[START OF Supplied records]

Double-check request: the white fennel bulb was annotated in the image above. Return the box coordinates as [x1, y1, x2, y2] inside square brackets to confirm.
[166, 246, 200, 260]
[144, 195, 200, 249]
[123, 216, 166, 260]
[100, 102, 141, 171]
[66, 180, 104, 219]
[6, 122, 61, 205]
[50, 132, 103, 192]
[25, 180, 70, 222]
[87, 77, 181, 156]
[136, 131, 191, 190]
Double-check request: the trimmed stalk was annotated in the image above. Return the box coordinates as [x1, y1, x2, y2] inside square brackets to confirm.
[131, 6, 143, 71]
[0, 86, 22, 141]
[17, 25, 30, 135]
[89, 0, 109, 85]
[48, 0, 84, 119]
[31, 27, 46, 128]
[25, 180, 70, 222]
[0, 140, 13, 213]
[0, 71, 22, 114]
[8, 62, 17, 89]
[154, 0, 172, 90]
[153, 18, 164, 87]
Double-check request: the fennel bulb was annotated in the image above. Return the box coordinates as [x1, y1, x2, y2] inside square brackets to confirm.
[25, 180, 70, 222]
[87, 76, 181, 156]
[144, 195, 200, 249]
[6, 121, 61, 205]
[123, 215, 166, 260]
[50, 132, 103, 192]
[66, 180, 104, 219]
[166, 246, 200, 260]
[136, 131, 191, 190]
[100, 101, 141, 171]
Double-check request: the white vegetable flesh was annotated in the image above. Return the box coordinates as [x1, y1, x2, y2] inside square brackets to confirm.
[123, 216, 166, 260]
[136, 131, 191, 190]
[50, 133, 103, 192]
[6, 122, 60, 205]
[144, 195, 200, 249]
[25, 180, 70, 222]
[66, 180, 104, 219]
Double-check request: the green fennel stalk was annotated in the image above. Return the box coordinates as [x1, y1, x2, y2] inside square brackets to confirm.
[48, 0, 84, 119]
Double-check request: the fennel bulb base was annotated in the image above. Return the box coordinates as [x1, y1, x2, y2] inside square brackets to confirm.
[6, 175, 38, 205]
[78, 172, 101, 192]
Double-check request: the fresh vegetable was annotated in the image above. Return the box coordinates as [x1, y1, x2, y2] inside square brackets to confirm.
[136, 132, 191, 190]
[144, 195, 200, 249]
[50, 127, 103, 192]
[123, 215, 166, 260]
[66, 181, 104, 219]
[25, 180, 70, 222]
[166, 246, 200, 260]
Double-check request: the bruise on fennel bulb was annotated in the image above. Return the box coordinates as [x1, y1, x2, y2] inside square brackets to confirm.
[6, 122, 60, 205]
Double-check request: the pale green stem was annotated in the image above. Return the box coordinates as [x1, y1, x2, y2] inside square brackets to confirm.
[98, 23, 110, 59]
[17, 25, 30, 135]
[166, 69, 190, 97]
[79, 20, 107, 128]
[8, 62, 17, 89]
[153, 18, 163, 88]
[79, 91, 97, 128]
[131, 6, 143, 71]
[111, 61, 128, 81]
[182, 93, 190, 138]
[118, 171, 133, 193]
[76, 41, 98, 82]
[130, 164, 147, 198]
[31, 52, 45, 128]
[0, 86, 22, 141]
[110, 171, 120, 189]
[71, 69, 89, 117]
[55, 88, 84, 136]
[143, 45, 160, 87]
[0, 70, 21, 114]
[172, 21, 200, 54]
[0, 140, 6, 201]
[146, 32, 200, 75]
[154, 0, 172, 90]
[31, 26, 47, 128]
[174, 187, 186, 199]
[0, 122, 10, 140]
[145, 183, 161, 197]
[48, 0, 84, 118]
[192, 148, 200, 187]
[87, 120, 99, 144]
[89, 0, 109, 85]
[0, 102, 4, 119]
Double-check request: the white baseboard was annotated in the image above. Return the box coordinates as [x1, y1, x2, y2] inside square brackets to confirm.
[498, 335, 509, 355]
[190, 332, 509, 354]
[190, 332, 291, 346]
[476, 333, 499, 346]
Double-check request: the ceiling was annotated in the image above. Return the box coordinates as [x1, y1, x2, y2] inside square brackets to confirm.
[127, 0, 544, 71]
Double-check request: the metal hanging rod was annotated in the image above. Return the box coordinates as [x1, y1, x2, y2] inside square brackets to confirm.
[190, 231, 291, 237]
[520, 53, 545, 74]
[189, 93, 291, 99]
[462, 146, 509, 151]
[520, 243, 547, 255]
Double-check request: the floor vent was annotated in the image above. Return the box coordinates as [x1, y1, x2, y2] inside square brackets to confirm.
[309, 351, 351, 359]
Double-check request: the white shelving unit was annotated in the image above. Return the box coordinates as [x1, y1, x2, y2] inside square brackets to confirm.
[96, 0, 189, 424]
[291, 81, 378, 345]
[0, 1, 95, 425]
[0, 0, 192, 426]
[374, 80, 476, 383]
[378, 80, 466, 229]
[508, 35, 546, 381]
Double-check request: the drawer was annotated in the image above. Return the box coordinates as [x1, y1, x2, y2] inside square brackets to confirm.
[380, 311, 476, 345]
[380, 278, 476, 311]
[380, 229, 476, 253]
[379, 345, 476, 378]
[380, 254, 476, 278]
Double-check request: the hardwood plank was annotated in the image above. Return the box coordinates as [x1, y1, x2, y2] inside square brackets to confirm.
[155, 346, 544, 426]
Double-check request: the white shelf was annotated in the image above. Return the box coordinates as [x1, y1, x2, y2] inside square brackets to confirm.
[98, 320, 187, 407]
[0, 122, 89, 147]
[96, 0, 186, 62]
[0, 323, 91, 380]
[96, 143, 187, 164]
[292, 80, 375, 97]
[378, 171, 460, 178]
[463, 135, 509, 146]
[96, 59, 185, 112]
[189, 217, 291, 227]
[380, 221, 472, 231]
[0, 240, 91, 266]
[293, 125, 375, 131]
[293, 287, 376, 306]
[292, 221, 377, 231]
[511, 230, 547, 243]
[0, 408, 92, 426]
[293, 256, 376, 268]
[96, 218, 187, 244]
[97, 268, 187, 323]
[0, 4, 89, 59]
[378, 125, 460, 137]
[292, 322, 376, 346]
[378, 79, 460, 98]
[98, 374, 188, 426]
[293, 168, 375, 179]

[END OF Supplied records]

Work to complete: Arrange everything from the first line of the material above down to the line containing "[153, 18, 164, 87]", that line included, as a numbered list, skipping any blank lines.

Written response:
1. Double-check request: the white fennel bulb was annotated in the image above. Return the box coordinates as [x1, y1, x2, y2] inside square brackets to confirm.
2. [166, 246, 200, 260]
3. [144, 195, 200, 249]
4. [123, 216, 166, 260]
5. [100, 102, 141, 171]
6. [66, 180, 104, 219]
7. [6, 122, 61, 205]
8. [50, 132, 103, 192]
9. [25, 180, 70, 222]
10. [87, 77, 181, 156]
11. [136, 131, 191, 190]
12. Double-check request: the trimmed stalk was annotated in the image above. Return the box coordinates as [x1, y1, x2, y2] inside square brackets to confirm.
13. [131, 6, 143, 71]
14. [0, 86, 22, 141]
15. [17, 25, 30, 135]
16. [89, 0, 109, 85]
17. [48, 0, 84, 119]
18. [31, 27, 46, 128]
19. [25, 180, 70, 222]
20. [0, 140, 13, 213]
21. [0, 71, 22, 114]
22. [8, 62, 17, 89]
23. [154, 0, 172, 90]
24. [153, 18, 164, 87]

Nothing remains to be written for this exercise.